_Set task:_ Convert the rows below into a Markdown table with two columns, Row and Line. Give each line its row number, and leave out any blank lines.

►

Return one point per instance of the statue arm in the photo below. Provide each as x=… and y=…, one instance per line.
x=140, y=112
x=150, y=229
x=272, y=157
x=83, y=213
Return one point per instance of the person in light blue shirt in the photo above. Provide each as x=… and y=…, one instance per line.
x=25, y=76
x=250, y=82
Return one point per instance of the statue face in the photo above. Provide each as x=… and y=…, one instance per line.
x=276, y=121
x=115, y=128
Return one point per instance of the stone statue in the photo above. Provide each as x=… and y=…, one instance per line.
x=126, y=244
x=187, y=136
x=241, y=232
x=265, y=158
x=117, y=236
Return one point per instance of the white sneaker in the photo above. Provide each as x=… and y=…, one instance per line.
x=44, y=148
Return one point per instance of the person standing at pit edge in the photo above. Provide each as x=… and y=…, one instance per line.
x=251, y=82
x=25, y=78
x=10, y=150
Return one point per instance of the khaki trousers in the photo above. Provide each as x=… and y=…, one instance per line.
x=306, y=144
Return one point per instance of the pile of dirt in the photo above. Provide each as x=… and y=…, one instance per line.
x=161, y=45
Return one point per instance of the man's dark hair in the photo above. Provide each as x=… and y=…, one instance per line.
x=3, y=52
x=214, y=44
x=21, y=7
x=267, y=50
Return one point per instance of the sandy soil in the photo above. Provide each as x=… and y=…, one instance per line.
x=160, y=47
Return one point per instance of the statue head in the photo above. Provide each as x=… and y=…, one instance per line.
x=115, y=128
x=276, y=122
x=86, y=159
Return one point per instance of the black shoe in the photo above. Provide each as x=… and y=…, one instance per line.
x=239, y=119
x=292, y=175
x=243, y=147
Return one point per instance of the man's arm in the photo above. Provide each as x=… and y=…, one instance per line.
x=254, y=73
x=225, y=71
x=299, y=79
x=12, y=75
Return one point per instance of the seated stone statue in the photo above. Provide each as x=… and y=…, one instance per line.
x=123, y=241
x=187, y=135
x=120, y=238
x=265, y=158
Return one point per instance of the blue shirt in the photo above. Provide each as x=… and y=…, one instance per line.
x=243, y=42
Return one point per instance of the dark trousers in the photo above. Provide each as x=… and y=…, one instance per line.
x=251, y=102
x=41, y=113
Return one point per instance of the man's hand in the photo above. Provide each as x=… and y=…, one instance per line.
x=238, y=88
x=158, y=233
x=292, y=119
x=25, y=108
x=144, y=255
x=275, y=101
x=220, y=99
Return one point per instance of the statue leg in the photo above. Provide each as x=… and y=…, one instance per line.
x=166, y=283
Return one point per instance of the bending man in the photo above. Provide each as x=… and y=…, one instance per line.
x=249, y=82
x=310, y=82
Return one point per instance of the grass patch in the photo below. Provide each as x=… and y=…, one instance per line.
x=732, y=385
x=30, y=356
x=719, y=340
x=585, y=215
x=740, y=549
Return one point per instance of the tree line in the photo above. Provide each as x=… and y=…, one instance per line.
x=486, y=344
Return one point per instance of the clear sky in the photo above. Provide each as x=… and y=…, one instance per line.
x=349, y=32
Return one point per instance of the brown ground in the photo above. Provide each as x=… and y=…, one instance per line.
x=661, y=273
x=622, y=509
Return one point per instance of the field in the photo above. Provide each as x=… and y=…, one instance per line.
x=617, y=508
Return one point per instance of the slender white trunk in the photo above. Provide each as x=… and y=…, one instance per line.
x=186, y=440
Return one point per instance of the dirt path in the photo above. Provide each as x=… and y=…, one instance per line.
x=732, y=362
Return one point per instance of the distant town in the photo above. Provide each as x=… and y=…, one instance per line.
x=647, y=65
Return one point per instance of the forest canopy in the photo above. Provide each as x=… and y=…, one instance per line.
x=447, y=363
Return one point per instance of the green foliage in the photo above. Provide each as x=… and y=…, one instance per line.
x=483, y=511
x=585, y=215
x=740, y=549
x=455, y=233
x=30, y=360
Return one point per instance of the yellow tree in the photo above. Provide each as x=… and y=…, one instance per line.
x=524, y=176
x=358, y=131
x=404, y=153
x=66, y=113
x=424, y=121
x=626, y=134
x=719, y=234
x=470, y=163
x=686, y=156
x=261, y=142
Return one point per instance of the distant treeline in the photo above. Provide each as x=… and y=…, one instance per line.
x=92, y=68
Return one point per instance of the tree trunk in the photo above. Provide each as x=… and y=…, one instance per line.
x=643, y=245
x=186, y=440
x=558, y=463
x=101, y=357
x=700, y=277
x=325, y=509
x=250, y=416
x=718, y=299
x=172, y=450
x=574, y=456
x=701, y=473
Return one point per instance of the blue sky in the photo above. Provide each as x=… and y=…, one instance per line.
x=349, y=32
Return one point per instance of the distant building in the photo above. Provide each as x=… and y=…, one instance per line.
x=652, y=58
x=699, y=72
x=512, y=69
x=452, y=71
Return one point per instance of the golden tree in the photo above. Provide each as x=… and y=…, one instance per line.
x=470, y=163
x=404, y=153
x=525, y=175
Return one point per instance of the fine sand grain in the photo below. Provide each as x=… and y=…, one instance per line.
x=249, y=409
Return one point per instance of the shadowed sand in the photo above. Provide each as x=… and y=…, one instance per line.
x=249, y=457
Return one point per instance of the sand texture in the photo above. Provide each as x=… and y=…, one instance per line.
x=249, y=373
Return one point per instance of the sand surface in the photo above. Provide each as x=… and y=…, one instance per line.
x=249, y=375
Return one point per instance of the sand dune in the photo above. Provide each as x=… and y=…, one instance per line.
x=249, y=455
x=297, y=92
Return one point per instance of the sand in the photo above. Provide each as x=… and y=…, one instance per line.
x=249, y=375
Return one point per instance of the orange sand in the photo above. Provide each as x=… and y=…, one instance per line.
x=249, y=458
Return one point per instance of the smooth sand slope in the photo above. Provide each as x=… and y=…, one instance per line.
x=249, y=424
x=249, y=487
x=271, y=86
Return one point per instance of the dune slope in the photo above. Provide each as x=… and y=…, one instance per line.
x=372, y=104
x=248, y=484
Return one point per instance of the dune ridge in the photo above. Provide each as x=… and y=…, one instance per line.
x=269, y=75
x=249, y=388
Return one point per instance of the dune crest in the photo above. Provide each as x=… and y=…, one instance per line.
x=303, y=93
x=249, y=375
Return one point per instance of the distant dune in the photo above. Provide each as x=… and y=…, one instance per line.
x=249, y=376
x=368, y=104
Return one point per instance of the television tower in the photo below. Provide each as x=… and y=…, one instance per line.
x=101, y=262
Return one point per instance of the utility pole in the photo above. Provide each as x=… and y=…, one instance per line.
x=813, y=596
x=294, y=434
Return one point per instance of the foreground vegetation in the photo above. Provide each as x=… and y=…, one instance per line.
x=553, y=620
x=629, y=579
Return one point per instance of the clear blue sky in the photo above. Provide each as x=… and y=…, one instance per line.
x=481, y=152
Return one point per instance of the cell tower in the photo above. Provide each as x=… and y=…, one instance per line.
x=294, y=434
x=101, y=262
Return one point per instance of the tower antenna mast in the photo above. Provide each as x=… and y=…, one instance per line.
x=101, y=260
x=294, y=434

◄

_Result of the task:_
| Row | Line |
|---|---|
| 1 | Return one point per instance of the statue arm in the photo below. Provide each as x=… and y=…, one instance per line. |
| 2 | x=140, y=112 |
| 3 | x=150, y=229 |
| 4 | x=272, y=157 |
| 5 | x=83, y=213 |
| 6 | Return one point per instance of the person in light blue shirt in the photo above. Provide each as x=… and y=…, one instance per line. |
| 7 | x=25, y=76 |
| 8 | x=250, y=82 |
| 9 | Return one point per instance of the statue face in the photo above. Provide each as x=… and y=…, one instance per line. |
| 10 | x=276, y=121 |
| 11 | x=115, y=128 |
| 12 | Return one point per instance of the stone statue in the photo above. Provide each as x=… and y=…, one instance per line. |
| 13 | x=126, y=244 |
| 14 | x=187, y=136 |
| 15 | x=241, y=232 |
| 16 | x=265, y=158 |
| 17 | x=117, y=236 |
| 18 | Return one point per instance of the white sneaker in the photo above. Provide each as x=… and y=…, one instance per line. |
| 19 | x=44, y=148 |
| 20 | Return one point per instance of the person standing at pit edge in the photo above. Provide each as x=… and y=…, one instance per line. |
| 21 | x=251, y=82 |
| 22 | x=25, y=78 |
| 23 | x=10, y=150 |
| 24 | Return one point per instance of the khaki trousers in the photo above. Provide each as x=… and y=…, one instance per line. |
| 25 | x=306, y=144 |
| 26 | Return one point per instance of the pile of dirt in the photo above. Provide each as x=… and y=…, one instance per line. |
| 27 | x=161, y=45 |
| 28 | Return one point per instance of the man's dark hair in the photo above. Provide each as x=… and y=…, one instance per line. |
| 29 | x=3, y=52 |
| 30 | x=214, y=44 |
| 31 | x=21, y=7 |
| 32 | x=267, y=50 |
| 33 | Return one point per instance of the sandy soil in the photo above. Provide each as x=… and y=…, one instance per line. |
| 34 | x=160, y=47 |
| 35 | Return one point per instance of the statue head in the photo above. Provide each as x=… and y=…, one instance per line. |
| 36 | x=115, y=128 |
| 37 | x=276, y=122 |
| 38 | x=86, y=159 |
| 39 | Return one point per instance of the black shoe in the photo above. Provide each as x=… and y=…, one instance per line. |
| 40 | x=239, y=119 |
| 41 | x=292, y=175 |
| 42 | x=243, y=147 |
| 43 | Return one point per instance of the man's arm in the photo above. Provide each as x=… and y=…, one instance per line. |
| 44 | x=254, y=73 |
| 45 | x=225, y=71 |
| 46 | x=299, y=79 |
| 47 | x=12, y=75 |
| 48 | Return one point per instance of the seated stone statue in the photo above. Provide each as x=… and y=…, one instance per line. |
| 49 | x=123, y=241 |
| 50 | x=187, y=135 |
| 51 | x=120, y=238 |
| 52 | x=265, y=158 |
| 53 | Return one point per instance of the blue shirt in the photo above. Provide each as x=… and y=…, one instance per line. |
| 54 | x=243, y=42 |
| 55 | Return one point per instance of the dark trousers in the photo above. Provide each as x=… and y=…, one instance per line. |
| 56 | x=251, y=102 |
| 57 | x=41, y=113 |
| 58 | Return one point per instance of the man's hand in the photo above. Provide each as x=… and y=…, one instance per line. |
| 59 | x=238, y=88 |
| 60 | x=158, y=233 |
| 61 | x=292, y=119 |
| 62 | x=25, y=108 |
| 63 | x=144, y=255 |
| 64 | x=275, y=101 |
| 65 | x=220, y=99 |
| 66 | Return one point per instance of the statue leg in the photo above. Provide each as x=… and y=…, one instance per line. |
| 67 | x=166, y=283 |
| 68 | Return one point per instance of the bending man in the photo above. Provide each as x=… and y=…, one instance per line. |
| 69 | x=249, y=82 |
| 70 | x=310, y=82 |
| 71 | Return one point per instance of the grass patch in the photo below. Provide each as x=… and y=…, one instance per line. |
| 72 | x=732, y=385 |
| 73 | x=30, y=356 |
| 74 | x=719, y=340 |
| 75 | x=585, y=215 |
| 76 | x=740, y=549 |
| 77 | Return one point per instance of the tree line in the photo above. Provide each as x=… and y=…, one instance per line. |
| 78 | x=486, y=344 |
| 79 | Return one point per instance of the clear sky in the photo above. Provide each as x=… and y=…, one instance per line. |
| 80 | x=349, y=32 |
| 81 | Return one point per instance of the brown ground in the photo above. Provide each as x=… and y=…, one instance per line. |
| 82 | x=661, y=273 |
| 83 | x=622, y=509 |
| 84 | Return one point per instance of the field in the photo above. Provide each as x=… and y=…, one instance per line. |
| 85 | x=617, y=508 |
| 86 | Return one point per instance of the slender white trunk in the photo above. Provide each as x=… and y=…, one instance per line. |
| 87 | x=186, y=440 |
| 88 | Return one point per instance of the dirt path in the photo above. Provide each as x=… and y=…, one instance per line. |
| 89 | x=732, y=362 |
| 90 | Return one point per instance of the distant town in the photo above. Provide each as x=… and y=…, one instance per line. |
| 91 | x=647, y=65 |
| 92 | Return one point per instance of the forest canopy in the photo above. Provide each as x=… and y=…, one instance per line. |
| 93 | x=447, y=363 |
| 94 | Return one point per instance of the green foliage in the photo above. Provide each as x=… and y=…, one instance per line. |
| 95 | x=483, y=511 |
| 96 | x=585, y=215 |
| 97 | x=740, y=549 |
| 98 | x=455, y=233 |
| 99 | x=30, y=360 |
| 100 | Return one point per instance of the yellow tree in the photo above. Provide each as x=… and y=…, one instance per line. |
| 101 | x=524, y=176 |
| 102 | x=358, y=131 |
| 103 | x=404, y=153 |
| 104 | x=66, y=113 |
| 105 | x=424, y=121 |
| 106 | x=626, y=134 |
| 107 | x=719, y=234 |
| 108 | x=470, y=163 |
| 109 | x=686, y=156 |
| 110 | x=261, y=142 |
| 111 | Return one point per instance of the distant treeline in the photo above. Provide each as x=… and y=…, one instance per line. |
| 112 | x=92, y=68 |
| 113 | Return one point per instance of the tree trunk in the photo above. Provide each as x=… and y=…, one instance per line. |
| 114 | x=643, y=245 |
| 115 | x=186, y=440 |
| 116 | x=558, y=463 |
| 117 | x=101, y=357 |
| 118 | x=700, y=277 |
| 119 | x=325, y=509 |
| 120 | x=250, y=416 |
| 121 | x=718, y=299 |
| 122 | x=172, y=450 |
| 123 | x=574, y=456 |
| 124 | x=701, y=473 |
| 125 | Return one point per instance of the blue sky in the photo above. Provide each as x=… and y=…, one instance per line. |
| 126 | x=349, y=32 |
| 127 | Return one point per instance of the distant building in the photo above. Provide each as x=… and y=…, one instance per line. |
| 128 | x=652, y=58 |
| 129 | x=699, y=72 |
| 130 | x=512, y=69 |
| 131 | x=452, y=71 |
| 132 | Return one point per instance of the golden tree in the photo above. Provide each as x=… and y=…, one instance per line. |
| 133 | x=470, y=163 |
| 134 | x=404, y=153 |
| 135 | x=525, y=175 |
| 136 | Return one point per instance of the fine sand grain in the photo below. Provide each as x=… and y=…, one instance per line. |
| 137 | x=249, y=409 |
| 138 | Return one point per instance of the shadowed sand in the photo above. Provide each as x=… and y=…, one instance per line. |
| 139 | x=249, y=457 |
| 140 | Return one point per instance of the sand texture in the photo above. Provide each as x=… and y=…, one instance per line. |
| 141 | x=249, y=373 |
| 142 | Return one point per instance of the sand surface in the photo above. Provide each as x=… and y=…, one instance per line. |
| 143 | x=249, y=375 |
| 144 | Return one point per instance of the sand dune in the photo above. Provide each as x=… and y=…, one instance per line. |
| 145 | x=249, y=455 |
| 146 | x=297, y=92 |
| 147 | Return one point per instance of the sand in the photo above. Provide each as x=… and y=…, one instance per line. |
| 148 | x=249, y=375 |
| 149 | Return one point per instance of the orange sand in the photo above. Provide each as x=… and y=…, one instance per line. |
| 150 | x=249, y=458 |
| 151 | Return one point per instance of the smooth sand slope in the photo above. Provide each as x=… and y=…, one instance per line. |
| 152 | x=249, y=424 |
| 153 | x=249, y=487 |
| 154 | x=271, y=86 |
| 155 | Return one point per instance of the dune slope in the photo above. Provide each as x=… and y=…, one instance per line. |
| 156 | x=372, y=104 |
| 157 | x=248, y=484 |
| 158 | Return one point per instance of the dune ridge in the photo above. Provide each as x=… and y=…, one instance per line. |
| 159 | x=269, y=75 |
| 160 | x=249, y=388 |
| 161 | Return one point per instance of the dune crest in the photo above. Provide each as x=… and y=…, one instance per line. |
| 162 | x=303, y=93 |
| 163 | x=249, y=375 |
| 164 | Return one point per instance of the distant dune in the photo above. Provide each as x=… and y=…, one instance per line. |
| 165 | x=249, y=376 |
| 166 | x=368, y=104 |
| 167 | Return one point per instance of the television tower in the photo below. Provide each as x=… and y=…, one instance per line. |
| 168 | x=101, y=262 |
| 169 | Return one point per instance of the utility pole in the photo above. Provide each as x=… and y=…, one instance per line. |
| 170 | x=813, y=596 |
| 171 | x=294, y=434 |
| 172 | Return one point per instance of the foreground vegetation in the photo above. Provide each as x=… and y=…, one instance per line. |
| 173 | x=553, y=620 |
| 174 | x=629, y=579 |
| 175 | Return one point per instance of the clear blue sky in the photo above. Provide each as x=… and y=…, one instance per line. |
| 176 | x=481, y=152 |
| 177 | Return one point per instance of the cell tower in the photo above. Provide each as x=… and y=…, one instance per line. |
| 178 | x=294, y=434 |
| 179 | x=101, y=262 |
| 180 | Return one point per instance of the tower antenna mast in the photo above. Provide each as x=… and y=…, one instance per line. |
| 181 | x=101, y=260 |
| 182 | x=294, y=434 |